Passage given →
-*-

BRUSSELS, Belgium — Ever since last month’s disclosure that ex-budget minister Jerome Cahuzac lied about stashing almost $800,000 in a secret Swiss bank account, the French have become obsessed by their politicians’ money.

So as they sat down to their croissants and cafe au lait on Tuesday morning, many were gratified to be able to delve into the personal finances of their government’s ministers for the first time.

That’s because members of the Socialist government have been obliged to post their assets online, thanks to a political clean-up campaign by President Francois Hollande.

Among the revelations, voters discovered Foreign Minister Laurent Fabius is the richest cabinet member with $7.2 million in assets, including a Paris apartment, a house in Normandy and $1.7 million in shares. Prime Minister Jean-Marc Ayrault is the proud owner of a 1988 Volkswagen microbus valued at $1,300. And Finance Minister Pierre Moscovici has saved a mere $350,000 during his long political career.

The Cahuzac scandal may have lifted the lid on the wealth of officials Hollande had promised on taking office would be clean and “exemplary.”

However, France‘s neighbors are far more worried about the country’s finances.

“France’s public sector indebtedness represents a vulnerability, not only for the country itself but also for the euro area as a whole,” European Union headquarters warned last week.

As Hollande tries to extricate himself from political scandal, the economy is in deeper trouble than many had believed. And the unusually blunt language from Brussels underscores fears that unless he manages to get it back into shape, the euro zone’s second-largest economic power could bring down the whole bloc.

“France is a core country in terms of its size and its geo-economic position,” EU Economic Affairs Commissioner Olli Rehn told a news conference last week. “Its health has a very direct impact on the overall health of the euro zone.”

Markets have generally been kind to France throughout the euro crisis, treating it alongsideGermany as one of Europe’s virtuous northern members.

Its “spread” — the difference between the interest Paris has to pay on key government bonds and the benchmark German rate — is just 0.5 percent.

In contrast, southern European countries have seen the markets push their borrowing costs far above the German level. Italy‘s spread is at 3 percent, Spain‘s at 3.5 percent, Portugal’s at 5 percent and Greece’s, 10.2.

France has never been close to levels likely to raise fears that it can no longer finance itself and might require a bailout. However, some of the country’s numbers have a distinctly southern feel.

The International Monetary Fund on Tuesday forecast France would slip into recession this year after zero growth in 2012. Unemployment is rising steadily and scheduled to top 11 percent next year.

Public finances are getting worse. The government missed deficit targets last year and is expected to fail again in 2013.

At 4.6 percent, its deficit last year was 40 times higher than Germany’s, way above Italy’s and close to that of bailed-out Portugal. National debt has soared since the early 2000s, rising from 56 percent of economic output in 2001 to the 93.4 percent forecast for this year.

Last week’s EU report warned of declining competitiveness, labor market rigidity, falling exports and rising labor costs. French companies have the lowest profit margins in the euro zone.

“The resilience of the country to external shocks is diminishing and its medium-term growth prospects are increasingly hampered by long-standing imbalances,” the European Commission warned.

-*-

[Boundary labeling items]
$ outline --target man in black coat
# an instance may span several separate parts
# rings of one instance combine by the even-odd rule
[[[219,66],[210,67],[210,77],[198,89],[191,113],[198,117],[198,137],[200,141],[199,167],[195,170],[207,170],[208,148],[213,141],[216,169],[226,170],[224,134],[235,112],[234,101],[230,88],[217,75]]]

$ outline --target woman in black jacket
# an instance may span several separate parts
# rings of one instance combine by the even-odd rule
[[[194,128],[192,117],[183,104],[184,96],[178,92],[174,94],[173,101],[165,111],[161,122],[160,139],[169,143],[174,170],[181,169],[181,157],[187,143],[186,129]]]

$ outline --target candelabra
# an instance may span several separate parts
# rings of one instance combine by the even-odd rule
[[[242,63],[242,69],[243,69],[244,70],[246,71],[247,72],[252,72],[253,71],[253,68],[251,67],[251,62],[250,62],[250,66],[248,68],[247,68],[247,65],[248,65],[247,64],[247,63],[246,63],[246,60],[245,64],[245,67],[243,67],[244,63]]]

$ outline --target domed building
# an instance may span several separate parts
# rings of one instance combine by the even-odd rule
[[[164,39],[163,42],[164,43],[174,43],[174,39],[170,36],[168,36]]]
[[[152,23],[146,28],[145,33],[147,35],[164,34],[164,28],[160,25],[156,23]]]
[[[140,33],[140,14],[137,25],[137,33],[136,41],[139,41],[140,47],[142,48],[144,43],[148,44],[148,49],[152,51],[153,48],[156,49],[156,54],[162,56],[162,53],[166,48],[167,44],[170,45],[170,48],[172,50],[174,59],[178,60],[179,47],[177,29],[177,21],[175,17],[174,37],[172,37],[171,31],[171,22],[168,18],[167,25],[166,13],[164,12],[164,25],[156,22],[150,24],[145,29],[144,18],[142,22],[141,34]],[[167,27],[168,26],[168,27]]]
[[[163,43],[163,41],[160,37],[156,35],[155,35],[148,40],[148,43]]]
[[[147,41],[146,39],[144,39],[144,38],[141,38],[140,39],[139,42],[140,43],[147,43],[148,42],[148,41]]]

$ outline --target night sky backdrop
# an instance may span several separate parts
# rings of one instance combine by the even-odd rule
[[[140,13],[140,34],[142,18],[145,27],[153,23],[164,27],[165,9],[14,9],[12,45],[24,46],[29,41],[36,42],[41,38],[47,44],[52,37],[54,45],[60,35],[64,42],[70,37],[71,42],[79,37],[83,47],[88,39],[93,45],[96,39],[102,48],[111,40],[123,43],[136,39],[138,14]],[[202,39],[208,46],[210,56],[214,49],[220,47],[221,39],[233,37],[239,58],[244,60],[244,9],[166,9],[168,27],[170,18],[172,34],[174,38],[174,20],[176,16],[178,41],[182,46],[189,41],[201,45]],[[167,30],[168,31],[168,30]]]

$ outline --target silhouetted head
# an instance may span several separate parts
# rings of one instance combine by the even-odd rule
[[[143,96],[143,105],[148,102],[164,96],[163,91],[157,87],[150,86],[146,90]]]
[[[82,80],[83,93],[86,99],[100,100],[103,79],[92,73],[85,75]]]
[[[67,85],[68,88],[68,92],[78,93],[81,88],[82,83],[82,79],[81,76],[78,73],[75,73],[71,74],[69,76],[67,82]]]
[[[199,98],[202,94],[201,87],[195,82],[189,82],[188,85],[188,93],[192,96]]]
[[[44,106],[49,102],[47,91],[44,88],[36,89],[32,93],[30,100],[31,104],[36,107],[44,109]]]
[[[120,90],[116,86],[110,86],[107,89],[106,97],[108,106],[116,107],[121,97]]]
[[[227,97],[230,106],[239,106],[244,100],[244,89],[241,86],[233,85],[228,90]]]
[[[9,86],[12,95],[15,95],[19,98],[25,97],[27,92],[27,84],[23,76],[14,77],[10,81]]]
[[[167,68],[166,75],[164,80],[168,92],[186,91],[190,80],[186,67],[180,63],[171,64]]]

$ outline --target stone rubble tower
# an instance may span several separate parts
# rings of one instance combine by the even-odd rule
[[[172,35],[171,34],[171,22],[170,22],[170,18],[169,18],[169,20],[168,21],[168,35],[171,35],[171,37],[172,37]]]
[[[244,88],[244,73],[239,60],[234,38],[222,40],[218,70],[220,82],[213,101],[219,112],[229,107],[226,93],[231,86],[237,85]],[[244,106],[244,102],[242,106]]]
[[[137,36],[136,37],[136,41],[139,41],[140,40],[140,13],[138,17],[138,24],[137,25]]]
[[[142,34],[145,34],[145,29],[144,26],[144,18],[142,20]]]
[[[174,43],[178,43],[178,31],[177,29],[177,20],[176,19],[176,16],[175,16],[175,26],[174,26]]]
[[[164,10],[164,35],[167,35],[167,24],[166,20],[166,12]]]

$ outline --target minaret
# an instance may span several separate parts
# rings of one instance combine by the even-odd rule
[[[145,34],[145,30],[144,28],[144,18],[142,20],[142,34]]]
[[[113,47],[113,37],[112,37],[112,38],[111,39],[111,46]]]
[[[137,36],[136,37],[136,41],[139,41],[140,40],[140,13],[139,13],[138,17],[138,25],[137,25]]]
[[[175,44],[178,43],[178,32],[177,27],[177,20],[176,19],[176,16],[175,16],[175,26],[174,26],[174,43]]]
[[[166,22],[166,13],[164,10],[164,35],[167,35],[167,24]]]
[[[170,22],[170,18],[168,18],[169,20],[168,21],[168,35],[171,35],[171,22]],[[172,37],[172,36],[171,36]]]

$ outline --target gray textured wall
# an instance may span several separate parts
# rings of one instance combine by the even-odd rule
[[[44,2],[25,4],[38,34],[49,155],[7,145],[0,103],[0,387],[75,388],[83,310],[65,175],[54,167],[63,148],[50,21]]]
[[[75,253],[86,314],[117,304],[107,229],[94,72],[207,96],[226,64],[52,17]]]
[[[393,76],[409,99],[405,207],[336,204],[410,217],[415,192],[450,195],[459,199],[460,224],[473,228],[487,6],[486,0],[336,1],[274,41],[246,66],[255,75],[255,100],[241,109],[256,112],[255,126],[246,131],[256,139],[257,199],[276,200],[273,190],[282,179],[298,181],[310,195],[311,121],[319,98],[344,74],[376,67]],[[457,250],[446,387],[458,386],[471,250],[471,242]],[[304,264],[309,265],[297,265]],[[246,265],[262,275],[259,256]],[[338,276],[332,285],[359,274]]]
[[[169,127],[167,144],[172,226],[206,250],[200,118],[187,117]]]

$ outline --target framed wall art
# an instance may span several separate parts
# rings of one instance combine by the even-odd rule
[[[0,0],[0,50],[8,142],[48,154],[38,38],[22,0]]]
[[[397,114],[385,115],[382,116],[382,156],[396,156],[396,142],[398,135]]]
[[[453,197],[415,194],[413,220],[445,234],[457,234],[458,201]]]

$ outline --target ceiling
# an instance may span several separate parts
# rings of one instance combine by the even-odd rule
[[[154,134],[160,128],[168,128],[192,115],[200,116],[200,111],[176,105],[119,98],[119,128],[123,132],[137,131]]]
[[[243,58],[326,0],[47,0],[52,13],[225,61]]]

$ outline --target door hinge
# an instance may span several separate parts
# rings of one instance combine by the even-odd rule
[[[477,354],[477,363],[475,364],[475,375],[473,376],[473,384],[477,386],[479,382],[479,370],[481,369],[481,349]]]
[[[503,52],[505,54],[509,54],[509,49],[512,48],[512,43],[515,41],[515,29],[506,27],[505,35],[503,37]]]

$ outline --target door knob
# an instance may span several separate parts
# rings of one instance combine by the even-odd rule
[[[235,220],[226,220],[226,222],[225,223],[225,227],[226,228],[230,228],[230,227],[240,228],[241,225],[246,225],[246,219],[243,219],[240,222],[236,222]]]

-*-

To-do list →
**A)** Answer these from the article on France's finances:
(i) Which cabinet member has the most assets, and what is their stated total?
(ii) What is Italy's spread?
(iii) What was France's deficit last year?
**B)** Carry the article on France's finances forward from its last sentence.

Answers to each task →
**A)**
(i) Foreign Minister Laurent Fabius, with $7.2 million in assets.
(ii) 3 percent.
(iii) 4.6 percent.

**B)**
Hollande has tried to address the problems since he came to power almost a year ago by launching reforms to cut labor costs, reducing bureaucratic hurdles for business and encouraging innovative investment. But he is caught between campaign promises and economic realities.

Before his election, the president pledged to fight against Europe’s austerity orthodoxy. Plans included cutting the retirement age, slapping the rich with a 75 percent income tax, hiring tens of thousands of public school teachers and protecting the 35-hour working week limit along with other cherished social standards.

But none of that is doing much to attract foreign investment away from rivals in Asia and Central Europe, or reducing government spending — which is the highest in the euro zone at 56 percent of GDP.

German and EU officials are urging deeper reforms, but with his popularity ratings already at a record low of 26 percent due largely to rising unemployment, Hollande is reluctant to upset his Socialist base by pushing unpopular liberalization measures.

“Among the ruling party, there is no consensus on what should be done,” says Tomasz Michalski, associate economics professor at the leading French business school HEC Paris. “That’s why it looks so inept.”

Michalski sees little sign Hollande’s government is ready to tackle the “horrendous” level of public spending or scrap a “Byzantine” system of bureaucracy, subsidies and vested interests.

“This government is going to drift and do the absolute minimum necessary hoping there’s going to be some external adjustment, some external demand that’s going to lift growth in France,” he said in an interview.

Although Hollande has stressed the need to get serious with reform, he’s been deeply skeptical about Europe’s ability to recover while it’s being force-fed a diet of unadulterated austerity.

“We need to get growth going again in Europe, austerity can’t be the only policy envisaged,” the president told a news conference in Paris last week. “The policy I’m driving forward is one that permits us to avoid austerity, to revive growth, but it has to be serious.”

Hollande’s aversion to austerity has helped push him apart from German Chancellor Angela Merkel, just as the gap has grown between the French and German economies.

That presents a double danger for Europe.

Political differences between the euro zone’s two big powers will weaken the chances of finding consensus over long-term solutions to the euro zone crisis — through tighter banking and budget rules or greater economic burden sharing, for example.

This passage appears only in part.